### BRIEF
Recast the stretch of material from its start through the line containing "column 43, row 313" as a two-column CSV with the headers text and answer. Give one row per item, put each field in quotes, replace line breaks with spaces, and leave out the pictures.

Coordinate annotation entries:

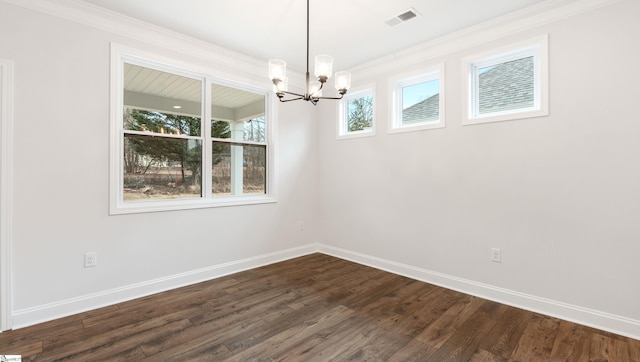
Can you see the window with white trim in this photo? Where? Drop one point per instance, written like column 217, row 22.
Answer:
column 418, row 102
column 508, row 84
column 356, row 117
column 182, row 139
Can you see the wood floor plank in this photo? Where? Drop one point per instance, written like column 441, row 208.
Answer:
column 537, row 340
column 314, row 308
column 571, row 343
column 503, row 338
column 604, row 348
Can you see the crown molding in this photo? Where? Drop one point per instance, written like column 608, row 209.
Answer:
column 112, row 22
column 543, row 13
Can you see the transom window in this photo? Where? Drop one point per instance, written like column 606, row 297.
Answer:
column 508, row 84
column 356, row 117
column 163, row 159
column 418, row 102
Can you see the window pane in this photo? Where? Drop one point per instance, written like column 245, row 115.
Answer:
column 238, row 169
column 360, row 114
column 163, row 102
column 421, row 102
column 237, row 114
column 160, row 123
column 251, row 130
column 506, row 86
column 161, row 168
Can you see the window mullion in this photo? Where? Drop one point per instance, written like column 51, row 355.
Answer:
column 208, row 146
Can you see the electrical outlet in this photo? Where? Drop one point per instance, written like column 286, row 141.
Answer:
column 496, row 255
column 90, row 259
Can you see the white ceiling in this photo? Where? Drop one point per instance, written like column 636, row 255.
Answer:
column 352, row 31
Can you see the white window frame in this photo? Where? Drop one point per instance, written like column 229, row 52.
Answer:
column 398, row 83
column 343, row 114
column 6, row 192
column 121, row 55
column 538, row 48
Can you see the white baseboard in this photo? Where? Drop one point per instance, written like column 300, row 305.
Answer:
column 585, row 316
column 43, row 313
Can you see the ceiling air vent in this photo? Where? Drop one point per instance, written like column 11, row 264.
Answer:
column 404, row 17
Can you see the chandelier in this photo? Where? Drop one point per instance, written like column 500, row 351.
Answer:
column 313, row 90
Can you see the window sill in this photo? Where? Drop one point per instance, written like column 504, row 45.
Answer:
column 136, row 207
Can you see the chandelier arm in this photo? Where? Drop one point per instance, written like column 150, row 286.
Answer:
column 341, row 95
column 289, row 100
column 293, row 94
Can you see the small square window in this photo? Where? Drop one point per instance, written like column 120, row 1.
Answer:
column 356, row 117
column 418, row 102
column 510, row 84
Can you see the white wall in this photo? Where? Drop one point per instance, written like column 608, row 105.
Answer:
column 560, row 195
column 61, row 157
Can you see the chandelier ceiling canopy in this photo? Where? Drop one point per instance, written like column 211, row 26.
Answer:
column 313, row 89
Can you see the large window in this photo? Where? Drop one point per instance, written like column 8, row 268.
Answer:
column 508, row 84
column 182, row 139
column 356, row 117
column 418, row 102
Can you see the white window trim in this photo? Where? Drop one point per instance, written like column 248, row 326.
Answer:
column 121, row 54
column 6, row 192
column 397, row 83
column 539, row 49
column 341, row 127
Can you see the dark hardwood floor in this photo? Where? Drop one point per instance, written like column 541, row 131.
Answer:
column 314, row 308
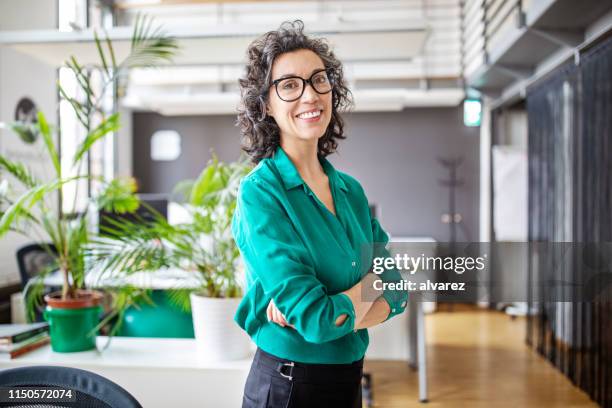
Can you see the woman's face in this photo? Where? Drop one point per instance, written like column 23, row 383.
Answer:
column 307, row 118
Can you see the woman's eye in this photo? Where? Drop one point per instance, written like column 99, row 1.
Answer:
column 321, row 79
column 289, row 85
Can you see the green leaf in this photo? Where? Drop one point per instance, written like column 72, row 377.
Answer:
column 119, row 196
column 45, row 131
column 108, row 125
column 19, row 171
column 27, row 200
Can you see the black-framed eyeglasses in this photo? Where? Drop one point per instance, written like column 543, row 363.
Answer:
column 292, row 88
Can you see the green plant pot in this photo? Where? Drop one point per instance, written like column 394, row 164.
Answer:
column 71, row 329
column 160, row 320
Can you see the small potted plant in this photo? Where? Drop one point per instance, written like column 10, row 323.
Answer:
column 74, row 312
column 204, row 247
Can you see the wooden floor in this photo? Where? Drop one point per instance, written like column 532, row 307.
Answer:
column 476, row 358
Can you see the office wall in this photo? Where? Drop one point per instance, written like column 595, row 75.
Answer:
column 393, row 154
column 21, row 76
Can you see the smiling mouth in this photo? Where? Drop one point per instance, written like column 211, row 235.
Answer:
column 310, row 114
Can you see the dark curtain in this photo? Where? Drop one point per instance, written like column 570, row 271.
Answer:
column 570, row 200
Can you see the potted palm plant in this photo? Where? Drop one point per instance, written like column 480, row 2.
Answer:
column 74, row 312
column 204, row 248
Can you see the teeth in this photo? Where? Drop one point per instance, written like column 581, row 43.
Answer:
column 308, row 115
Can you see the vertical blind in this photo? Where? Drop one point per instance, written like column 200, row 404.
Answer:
column 570, row 200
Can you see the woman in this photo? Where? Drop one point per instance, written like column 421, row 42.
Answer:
column 304, row 231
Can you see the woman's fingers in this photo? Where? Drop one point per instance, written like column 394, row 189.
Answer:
column 275, row 315
column 269, row 311
column 278, row 317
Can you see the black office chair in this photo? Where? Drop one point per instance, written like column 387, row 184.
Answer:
column 33, row 259
column 90, row 390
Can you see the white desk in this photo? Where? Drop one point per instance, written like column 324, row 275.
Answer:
column 157, row 372
column 170, row 278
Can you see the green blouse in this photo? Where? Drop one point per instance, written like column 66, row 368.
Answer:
column 302, row 256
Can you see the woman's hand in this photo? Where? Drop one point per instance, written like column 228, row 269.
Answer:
column 362, row 295
column 275, row 315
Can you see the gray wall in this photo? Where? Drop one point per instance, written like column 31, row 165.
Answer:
column 394, row 155
column 22, row 75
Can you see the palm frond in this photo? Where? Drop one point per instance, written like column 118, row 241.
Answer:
column 45, row 131
column 19, row 171
column 108, row 125
column 149, row 47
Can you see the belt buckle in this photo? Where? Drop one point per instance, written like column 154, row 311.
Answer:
column 283, row 365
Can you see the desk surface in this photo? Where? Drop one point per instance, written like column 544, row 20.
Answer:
column 134, row 353
column 170, row 278
column 160, row 373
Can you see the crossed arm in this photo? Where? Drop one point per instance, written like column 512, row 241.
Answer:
column 370, row 309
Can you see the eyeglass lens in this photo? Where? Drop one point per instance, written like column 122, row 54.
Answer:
column 290, row 89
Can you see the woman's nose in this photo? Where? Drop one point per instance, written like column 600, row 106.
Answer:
column 309, row 94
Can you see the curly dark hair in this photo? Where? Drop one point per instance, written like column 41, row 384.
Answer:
column 260, row 133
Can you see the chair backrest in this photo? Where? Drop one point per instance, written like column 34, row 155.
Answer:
column 33, row 259
column 90, row 390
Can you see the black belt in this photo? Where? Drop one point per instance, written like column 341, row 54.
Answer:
column 325, row 373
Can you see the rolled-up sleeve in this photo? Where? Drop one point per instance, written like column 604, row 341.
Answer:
column 275, row 254
column 397, row 299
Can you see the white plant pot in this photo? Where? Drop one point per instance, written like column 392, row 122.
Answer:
column 218, row 337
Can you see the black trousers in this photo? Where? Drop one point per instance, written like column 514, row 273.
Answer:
column 278, row 383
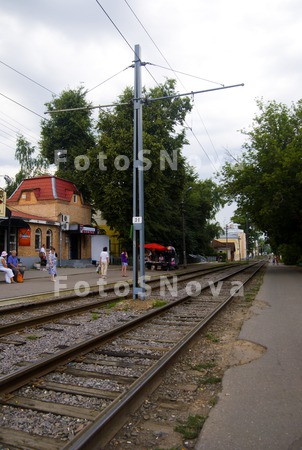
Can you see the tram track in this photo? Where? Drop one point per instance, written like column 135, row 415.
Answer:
column 131, row 357
column 30, row 314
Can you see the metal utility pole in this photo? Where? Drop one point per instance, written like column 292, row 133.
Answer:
column 138, row 183
column 184, row 227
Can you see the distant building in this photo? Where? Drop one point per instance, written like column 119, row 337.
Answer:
column 232, row 242
column 47, row 210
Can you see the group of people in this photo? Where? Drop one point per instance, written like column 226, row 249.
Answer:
column 104, row 262
column 11, row 267
column 14, row 272
column 49, row 259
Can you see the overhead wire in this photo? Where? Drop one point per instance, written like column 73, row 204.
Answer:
column 115, row 26
column 22, row 106
column 175, row 72
column 25, row 76
column 108, row 79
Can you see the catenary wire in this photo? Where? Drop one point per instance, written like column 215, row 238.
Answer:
column 25, row 76
column 22, row 106
column 176, row 72
column 108, row 79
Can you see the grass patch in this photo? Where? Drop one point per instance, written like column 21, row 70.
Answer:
column 203, row 366
column 212, row 338
column 159, row 303
column 191, row 428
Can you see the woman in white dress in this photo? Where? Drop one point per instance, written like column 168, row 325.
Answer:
column 9, row 274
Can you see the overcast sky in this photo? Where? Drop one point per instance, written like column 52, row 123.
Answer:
column 63, row 44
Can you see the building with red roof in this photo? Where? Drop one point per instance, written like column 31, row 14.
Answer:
column 47, row 210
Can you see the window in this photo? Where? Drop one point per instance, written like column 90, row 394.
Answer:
column 48, row 239
column 38, row 239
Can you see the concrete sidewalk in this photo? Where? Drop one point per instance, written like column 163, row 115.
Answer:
column 37, row 282
column 260, row 406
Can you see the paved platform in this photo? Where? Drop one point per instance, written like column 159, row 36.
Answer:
column 69, row 279
column 260, row 406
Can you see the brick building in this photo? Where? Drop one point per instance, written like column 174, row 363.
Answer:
column 47, row 210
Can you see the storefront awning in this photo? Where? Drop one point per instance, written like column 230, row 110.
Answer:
column 14, row 222
column 83, row 229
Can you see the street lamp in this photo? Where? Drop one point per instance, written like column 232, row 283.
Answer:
column 184, row 227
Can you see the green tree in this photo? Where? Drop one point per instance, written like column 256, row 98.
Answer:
column 266, row 181
column 30, row 165
column 67, row 135
column 164, row 183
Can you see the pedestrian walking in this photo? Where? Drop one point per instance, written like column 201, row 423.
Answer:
column 9, row 274
column 13, row 263
column 104, row 262
column 43, row 257
column 124, row 261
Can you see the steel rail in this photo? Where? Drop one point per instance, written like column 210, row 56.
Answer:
column 10, row 382
column 20, row 324
column 97, row 436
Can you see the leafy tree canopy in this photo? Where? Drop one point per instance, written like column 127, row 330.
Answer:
column 30, row 165
column 166, row 173
column 99, row 160
column 266, row 181
column 67, row 135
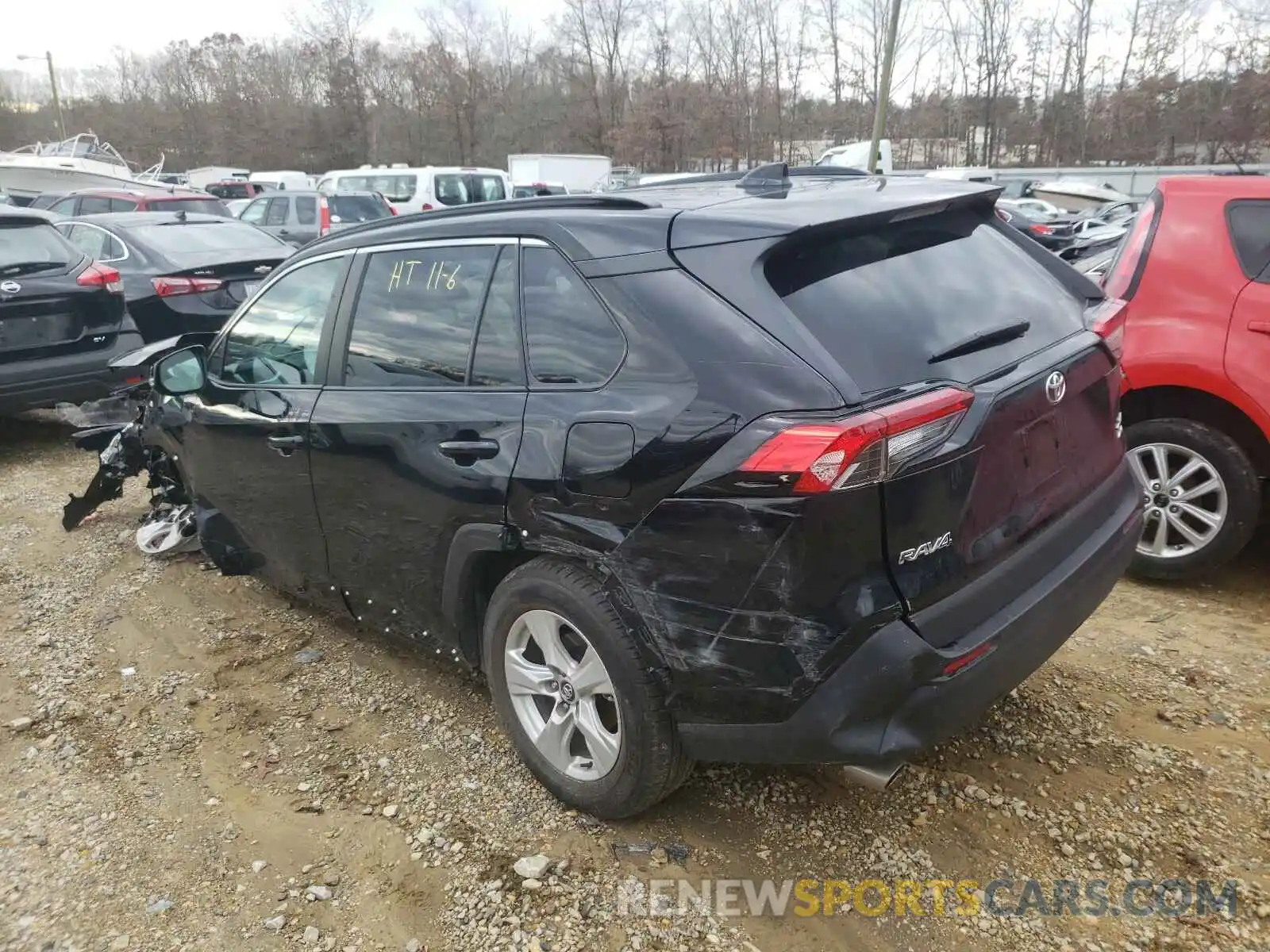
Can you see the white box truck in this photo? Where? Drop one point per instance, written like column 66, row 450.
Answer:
column 577, row 173
column 207, row 175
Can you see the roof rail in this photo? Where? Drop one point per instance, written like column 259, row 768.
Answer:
column 768, row 171
column 510, row 205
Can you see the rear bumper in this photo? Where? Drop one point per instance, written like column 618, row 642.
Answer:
column 891, row 698
column 69, row 378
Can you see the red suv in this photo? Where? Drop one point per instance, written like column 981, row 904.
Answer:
column 1195, row 271
column 102, row 201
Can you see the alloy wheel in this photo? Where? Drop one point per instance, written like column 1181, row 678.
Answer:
column 1185, row 499
column 563, row 695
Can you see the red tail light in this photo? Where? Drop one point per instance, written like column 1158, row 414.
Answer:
column 101, row 276
column 1108, row 321
column 175, row 287
column 1126, row 271
column 865, row 448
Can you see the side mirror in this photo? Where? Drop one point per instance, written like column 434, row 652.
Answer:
column 181, row 372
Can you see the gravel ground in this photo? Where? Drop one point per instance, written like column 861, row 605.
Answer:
column 190, row 762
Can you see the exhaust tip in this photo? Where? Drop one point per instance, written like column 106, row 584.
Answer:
column 873, row 777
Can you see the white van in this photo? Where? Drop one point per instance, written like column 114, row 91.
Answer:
column 422, row 190
column 283, row 181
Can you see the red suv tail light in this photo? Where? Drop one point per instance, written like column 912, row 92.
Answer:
column 101, row 276
column 1126, row 272
column 324, row 213
column 175, row 287
column 1108, row 321
column 865, row 448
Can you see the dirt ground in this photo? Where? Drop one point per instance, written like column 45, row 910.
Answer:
column 190, row 762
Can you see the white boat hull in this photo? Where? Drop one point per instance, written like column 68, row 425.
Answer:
column 25, row 181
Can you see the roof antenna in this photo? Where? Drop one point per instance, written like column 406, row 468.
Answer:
column 765, row 177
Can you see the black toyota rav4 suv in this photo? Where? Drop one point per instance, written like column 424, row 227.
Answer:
column 799, row 466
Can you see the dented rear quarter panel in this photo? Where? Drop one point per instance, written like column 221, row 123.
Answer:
column 745, row 603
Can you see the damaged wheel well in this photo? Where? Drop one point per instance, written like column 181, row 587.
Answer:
column 486, row 570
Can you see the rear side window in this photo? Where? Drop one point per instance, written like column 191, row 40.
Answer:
column 306, row 209
column 197, row 236
column 395, row 188
column 893, row 305
column 277, row 213
column 416, row 317
column 1249, row 222
column 92, row 205
column 571, row 336
column 203, row 206
column 498, row 359
column 353, row 209
column 25, row 248
column 451, row 190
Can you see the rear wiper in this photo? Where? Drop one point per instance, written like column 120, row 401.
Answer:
column 31, row 267
column 982, row 340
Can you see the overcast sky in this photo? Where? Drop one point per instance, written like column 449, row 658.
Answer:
column 32, row 27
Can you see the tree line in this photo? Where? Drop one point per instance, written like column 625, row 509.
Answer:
column 671, row 86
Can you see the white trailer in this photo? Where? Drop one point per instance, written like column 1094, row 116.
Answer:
column 577, row 173
column 206, row 175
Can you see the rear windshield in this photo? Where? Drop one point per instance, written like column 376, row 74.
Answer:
column 888, row 301
column 395, row 188
column 229, row 235
column 351, row 209
column 206, row 206
column 25, row 247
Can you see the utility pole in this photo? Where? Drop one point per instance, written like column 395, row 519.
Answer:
column 52, row 82
column 888, row 65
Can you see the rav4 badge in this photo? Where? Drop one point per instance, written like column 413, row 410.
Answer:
column 935, row 545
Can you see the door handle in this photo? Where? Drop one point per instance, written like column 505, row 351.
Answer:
column 286, row 446
column 475, row 448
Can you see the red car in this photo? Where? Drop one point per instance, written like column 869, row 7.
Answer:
column 1195, row 273
column 102, row 201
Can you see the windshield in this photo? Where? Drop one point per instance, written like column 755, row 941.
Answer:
column 184, row 238
column 352, row 209
column 29, row 247
column 395, row 188
column 206, row 206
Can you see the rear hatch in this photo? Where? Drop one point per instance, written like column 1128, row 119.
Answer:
column 1006, row 400
column 44, row 310
column 217, row 263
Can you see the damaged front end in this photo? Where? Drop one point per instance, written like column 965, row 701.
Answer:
column 118, row 438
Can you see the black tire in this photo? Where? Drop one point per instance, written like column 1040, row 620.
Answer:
column 651, row 763
column 1242, row 488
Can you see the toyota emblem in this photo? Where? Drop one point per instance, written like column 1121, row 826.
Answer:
column 1056, row 387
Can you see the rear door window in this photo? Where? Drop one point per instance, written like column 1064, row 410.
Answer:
column 1249, row 222
column 98, row 244
column 451, row 190
column 355, row 209
column 887, row 302
column 276, row 340
column 254, row 213
column 277, row 213
column 571, row 336
column 93, row 205
column 416, row 317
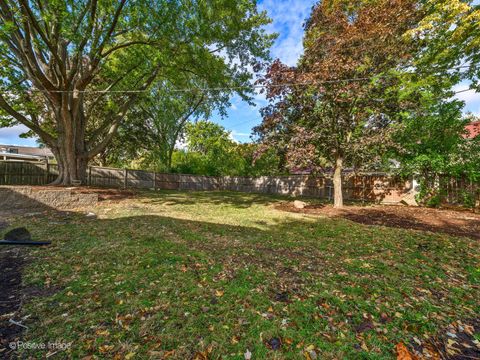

### PROBLEM SOLUTION
text,answer
"Can you see the window with white trim in this photo? Where? Drop one point per instance, written like column 217, row 22. Answer:","column 418, row 102 column 508, row 84 column 356, row 117 column 182, row 139"
"Can you see the wood floor plank in this photo? Where? Drop one point per instance, written like column 441, row 208. Answer:","column 537, row 340 column 314, row 308 column 571, row 343 column 503, row 338 column 604, row 348"
"Can you see the crown molding in this photo? Where? Drop one point per instance, written like column 608, row 209. Answer:","column 112, row 22 column 543, row 13"
"Can you see the transom window in this photo? Where? Drop one point per instance, written like column 606, row 297. Answer:","column 508, row 84 column 356, row 117 column 163, row 159 column 418, row 102"
"Can you see the window pane in this photo? Where? Drop one point per instance, written like column 245, row 115. Answer:","column 238, row 169 column 360, row 114 column 163, row 102 column 421, row 102 column 237, row 114 column 160, row 123 column 251, row 130 column 506, row 86 column 161, row 168"
"Can you see the window mullion in this photo? Where? Drop one point per instance, written like column 51, row 355. Answer:","column 208, row 146"
"Can you see the electrical outlet in this photo? Where? Drop one point per instance, written like column 286, row 141. Answer:","column 496, row 255 column 90, row 259"
"Can you see the white ceiling in this photo? Where? Drop one point per instance, written like column 636, row 255. Answer:","column 352, row 31"
"Can you see the white window frame in this photo? Where? Drop one point per instance, written like column 229, row 52. Answer:","column 398, row 83 column 343, row 114 column 6, row 192 column 121, row 55 column 538, row 48"
"Can you see the white baseboard in this photo? Where? Drop one point per instance, written like column 300, row 305. Answer:","column 585, row 316 column 43, row 313"